▶ [Document segment]

- - - - - - -

Perhaps taking their cues from the resident seabirds, Moss and the other neighborhood boys knew the location as an excellent place to fish, particularly for a prized snook dinner. Moss tells the BT he also heard about its disappointment as a developer’s island dream “only every damned time we crossed the Tuttle, both ways.”

Moss’s father was Harold Moss, who along with Eric’s grandfather, Erving Moss, developed residential and commercial properties as Moss & Son. They operated mostly in the Miami suburbs from the 1940s through the 1960s. Their company built the Westchester Shopping Center and a third of the homes surrounding it.

Dreams_3Like other developers, Harold Moss also nurtured an outsized dream. “He always wanted a piece of [Pelican Island] as an investment, and to subdivide and develop,” says Eric. “He would speculate about which way they would provide access to Pelican -- via the Tuttle or through Alton through Sunset Islands.” But Moss & Son focused on investing in western Miami instead.

As it turns out, Harold Moss had picked up the dream from developers who came before him.

Like so many Miami stories, the history of Pelican Island begins with the Florida land boom and involves some of the most famous names of the era, and some no longer well known -- much like Pelican Island’s original name, Isola di Lolando.

Isola di Lolando was to be a new addition to the Italian-themed residential islands comprising the Venetian chain. Connected to Di Lido Island via a new north-south causeway that was to be called Drive of the Campanili, or Campanile Drive. Isola di Lolando would follow the same pattern of Mediterranean Revival homes, but on a larger scale. And that was just for starters; four more islands would rise out of the bay pushing north along Drive of the Campanili.

Of course, the Venetian Islands are a well-known Miami landmark today. From west to east, they are Biscayne, San Marco, San Marino, Di Lido, Rivo Alto, and Belle Isle. Five of the islands were completely man-made, with only Belle Isle (formerly Bull or Bull’s Isle) existing prior to the development of the manmade islands. Biscayne Island didn’t receive an Italian name because it was only dredged to maintain the causeway. It was also used as an airfield before it was finally platted in 1936 for residences.

Dreams_4The Venetian Causeway is now on the National Register of Historic Places, as the oldest causeway in the county. Its importance as “the final phase of the development of the island communities and...a vital link to the surrounding Miami-Miami Beach areas” is noted in the 1989 application that nominated the causeway for historic designation.

According to the same application, credit for the first residential dredging project in Miami belongs to Locke T. Highleyman, a wealthy real estate developer from St. Louis. In 1914, Highleyman filled in the marshland that became the Point View neighborhood in the Brickell area, creating value not only for himself, but adding it to adjacent properties as well.

Besides providing inspiration to other developers, Highleyman later played a small role in the creation of Isola di Lolando and the Venetian Islands chain.

- - - - - - -

▶ [Records provided]
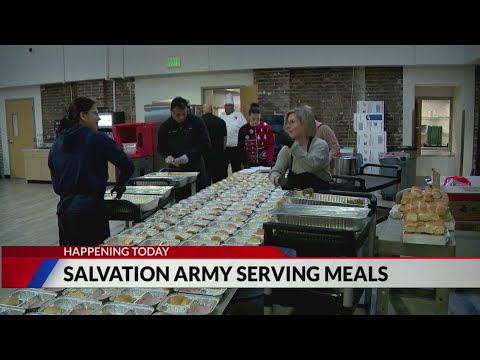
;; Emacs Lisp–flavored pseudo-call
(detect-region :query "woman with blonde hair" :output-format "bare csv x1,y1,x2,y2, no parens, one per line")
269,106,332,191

- - - - - - -

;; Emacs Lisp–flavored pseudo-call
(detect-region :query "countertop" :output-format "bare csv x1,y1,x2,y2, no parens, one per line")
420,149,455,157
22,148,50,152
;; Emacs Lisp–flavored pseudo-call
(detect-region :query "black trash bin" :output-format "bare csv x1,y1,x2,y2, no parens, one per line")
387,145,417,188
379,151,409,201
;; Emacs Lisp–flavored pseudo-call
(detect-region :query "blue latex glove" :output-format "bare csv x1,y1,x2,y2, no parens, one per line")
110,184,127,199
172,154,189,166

- - - - - - -

▶ [Tasks to complete]
1. Summarize the Pelican Island passage in two sentences.
2. Resume the Pelican Island passage after its last sentence.
The listing has no connection to the Pelican Island passage.

▶ [Results of the exercise]
1. Harold Moss, who developed Miami suburban properties as Moss & Son with his father Erving, long wanted to invest in and subdivide Pelican Island, a dream he had picked up from earlier developers. The island began during the Florida land boom as Isola di Lolando, planned as a larger addition to the Venetian Islands chain, and Locke T. Highleyman, credited with Miami's first residential dredging project in 1914, later had a small role in its creation.

2.
Highleyman loaned money to help his friend and fellow land developer John S. Collins, who built the first bridge to Miami Beach. Although he eventually bowed out of the Collins Bridge project, Highleyman introduced Collins to entrepreneur and auto racing enthusiast Carl Fisher, whose financial assistance was necessary to complete the bridge, which opened on June 12, 1913, and greatly enhanced tourism to Miami Beach.

The meteoric rise in population during the 1910s and early 1920s brought in even more developers with dreams. Among them were Hugh M. Anderson and Josiah F. Chaille, who formed the Bay Biscayne Improvement Company in 1921 in order to replace the Collins Bridge with a more substantial causeway and create the Venetian Islands for residential purposes. (Among company executives was Colonel Frank Shutts, who founded the Miami Herald in 1910.) By 1924, Anderson would partner with Roy C. Wright to form the Shoreland Company, which would take charge of the Venetian project and begin the development of Miami Shores.

The new causeway from Miami to Miami Beach opened on February 28, 1926, shortly after the filling in of the Venetian Islands. During construction, the Raymond Concrete Pile Co. of New York replaced the wooden Collins Bridge with a new roadway made of concrete and steel that still exists (thanks to frequent repairs and an extensive renovation in 1999). Most of the causeway rests on the Venetian Islands with ten fixed bridges and two draw bridges connecting the islands to the mainland and Miami Beach.

With brisk sales, the Venetian Islands project was considered a success, and plans were made to expand it with several new islands to the north.

Dreams_5In her 1995 book The Life and Times of Miami Beach, Ann Armbruster writes that each of the new islands would come with its own “Venetian-style bell tower that would be constructed at the center of each island, and bronze bells would ring at set intervals all down the way.” Hence the name Campanili, which is derived from the Italian word campanile, or bell tower.

A 1926 map of Biscayne Bay shows a chain of islands -- each isle significantly larger than the existing Venetians -- that resemble five railroad cars zigzagging up the middle of Biscayne Bay. The Drive of the Campanili would have ended in the north at Miami Shores Island (now divided into Indian Creek and Bay Harbor Islands).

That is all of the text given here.